» **What to produce**
Pictures aside, write every record out again word for word.
*** The records ***
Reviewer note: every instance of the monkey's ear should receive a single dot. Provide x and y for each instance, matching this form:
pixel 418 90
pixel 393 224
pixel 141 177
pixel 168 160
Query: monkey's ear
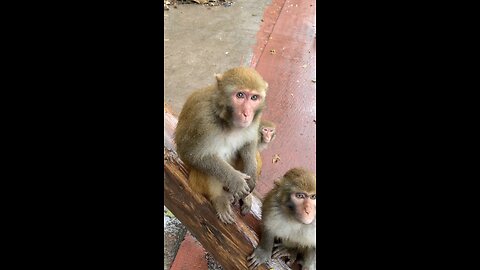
pixel 277 182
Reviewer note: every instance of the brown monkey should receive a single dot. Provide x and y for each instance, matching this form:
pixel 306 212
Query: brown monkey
pixel 267 134
pixel 218 125
pixel 289 215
*** End of The records ***
» **Response below**
Reviewer note: every instance of the monkey's ear should receive a single dot. Provide x and y for each instance, matching this form:
pixel 418 90
pixel 393 224
pixel 141 177
pixel 168 160
Query: monkey's ear
pixel 277 182
Reviewer note: every instance of the brown monkey should receive a single dot. Provide x and y for each instance, matching this form:
pixel 306 212
Query: brown monkey
pixel 267 134
pixel 218 125
pixel 289 215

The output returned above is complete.